> _Problems to solve_
1 – Answer the following from the forum thread on whether the morel season is over.
(a) How much did newb87 report pulling out of the bottoms near Lawrence, and over what period?
(b) How many ticks did tamster report finding?
(c) According to nellman's later post, why is it hard to find places to hunt farther south?
2 – In the records, begin at the line that contains "Where can the gold chain" and copy each line unchanged through the last line of the records.

# Is it over??



## hungryforshrooms (Apr 2, 2015)

Does everyone think the season is over? I'm hoping with the heat this weekend that its just getting started.


----------



## morelofthestory (Apr 22, 2016)

Don't know what to say for sure, but I wouldn't give up yet. I found my first and only morel of the season yesterday. It happens to be one of the largest I have ever found, and had clearly been growing for awhile, but was still fresh. My hunting partner claims the vegetation and ground cover is not as far along as last year when we were still finding them. One can hope that after these recent rains and cooler temperatures some more will pop out still.


----------



## tamster (Mar 28, 2015)

Is it over? I'm hoping not! According to our FB pics from previous years, now is the time. However, my hubby and I went out last night and didn't see a trace....not even toadstools. The grass is getting tall and all other signs are there, just not the morels. We are hoping that todays heat will cause a little commotion in the woods! Only 2 ticks were found...woohoo!!!


----------



## newb87 (May 14, 2014)

I've pulled 13lbs out of the bottoms with in the last 4 days near Lawrence, a lot of fresh greys were still popping up. There good at hiding on the leafe litter so keep yours eyes peeled open.


----------



## nellman (Apr 20, 2016)

I don't know what I'm doing wrong. I know I don't have an abundant of ash and elm trees but I've been searching hill, rivers,and creek beds with no luck what's so ever.


----------



## newb87 (May 14, 2014)

Nellman 8 out of 10 spots just as a example bc it feels like 18 out of 20 of my spots that produce morels haven't yielded a single one. Check different spots, don't spend to much time in one location before trying a different one. It's a weird year but that's finally what worked for me, wish you luck.


----------



## nellman (Apr 20, 2016)

Been87, I know. Went a little further south but can't find places that I can actually go to. Most of the land here is posted.


----------



## najanaja (Apr 12, 2013)

newb87 said:


> I've pulled 13lbs out of the bottoms with in the last 4 days near Lawrence, a lot of fresh greys were still popping up. There good at hiding on the leafe litter so keep yours eyes peeled open.

Entries pointing to named objects:
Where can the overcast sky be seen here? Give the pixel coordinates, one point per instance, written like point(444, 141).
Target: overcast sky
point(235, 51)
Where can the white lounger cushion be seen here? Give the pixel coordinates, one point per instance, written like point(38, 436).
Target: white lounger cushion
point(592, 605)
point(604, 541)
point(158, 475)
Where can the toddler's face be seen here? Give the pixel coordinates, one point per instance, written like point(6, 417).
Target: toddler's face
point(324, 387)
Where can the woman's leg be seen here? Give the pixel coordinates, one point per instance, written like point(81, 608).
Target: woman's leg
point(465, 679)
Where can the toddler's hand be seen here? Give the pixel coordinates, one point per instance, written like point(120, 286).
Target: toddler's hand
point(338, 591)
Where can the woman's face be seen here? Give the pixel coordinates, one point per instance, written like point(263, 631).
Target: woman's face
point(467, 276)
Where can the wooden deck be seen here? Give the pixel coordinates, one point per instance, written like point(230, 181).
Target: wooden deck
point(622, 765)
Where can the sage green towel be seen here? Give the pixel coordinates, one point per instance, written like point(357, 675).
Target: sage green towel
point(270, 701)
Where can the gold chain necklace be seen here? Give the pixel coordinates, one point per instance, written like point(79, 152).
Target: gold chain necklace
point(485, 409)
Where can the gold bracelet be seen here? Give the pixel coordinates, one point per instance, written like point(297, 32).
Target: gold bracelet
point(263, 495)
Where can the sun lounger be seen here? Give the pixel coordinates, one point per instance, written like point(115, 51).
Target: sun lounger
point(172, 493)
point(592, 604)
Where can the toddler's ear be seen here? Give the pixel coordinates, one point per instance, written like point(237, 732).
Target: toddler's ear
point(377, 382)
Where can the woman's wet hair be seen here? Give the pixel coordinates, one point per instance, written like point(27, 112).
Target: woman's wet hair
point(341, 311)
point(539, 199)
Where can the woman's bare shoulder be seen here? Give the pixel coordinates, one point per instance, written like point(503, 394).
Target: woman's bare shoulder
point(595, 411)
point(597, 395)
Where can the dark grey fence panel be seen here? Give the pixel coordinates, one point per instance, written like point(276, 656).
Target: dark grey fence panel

> _Worked solutions_
1 –
(a) 13 lbs within the last 4 days
(b) 2
(c) Most of the land there is posted.

2 –
Where can the gold chain necklace be seen here? Give the pixel coordinates, one point per instance, written like point(79, 152).
Target: gold chain necklace
point(485, 409)
Where can the gold bracelet be seen here? Give the pixel coordinates, one point per instance, written like point(297, 32).
Target: gold bracelet
point(263, 495)
Where can the sun lounger be seen here? Give the pixel coordinates, one point per instance, written like point(115, 51).
Target: sun lounger
point(172, 493)
point(592, 604)
Where can the toddler's ear be seen here? Give the pixel coordinates, one point per instance, written like point(237, 732).
Target: toddler's ear
point(377, 382)
Where can the woman's wet hair be seen here? Give the pixel coordinates, one point per instance, written like point(27, 112).
Target: woman's wet hair
point(341, 311)
point(539, 199)
Where can the woman's bare shoulder be seen here? Give the pixel coordinates, one point per instance, written like point(503, 394).
Target: woman's bare shoulder
point(595, 411)
point(597, 395)
Where can the dark grey fence panel be seen here? Give the pixel coordinates, one point per instance, written like point(276, 656).
Target: dark grey fence panel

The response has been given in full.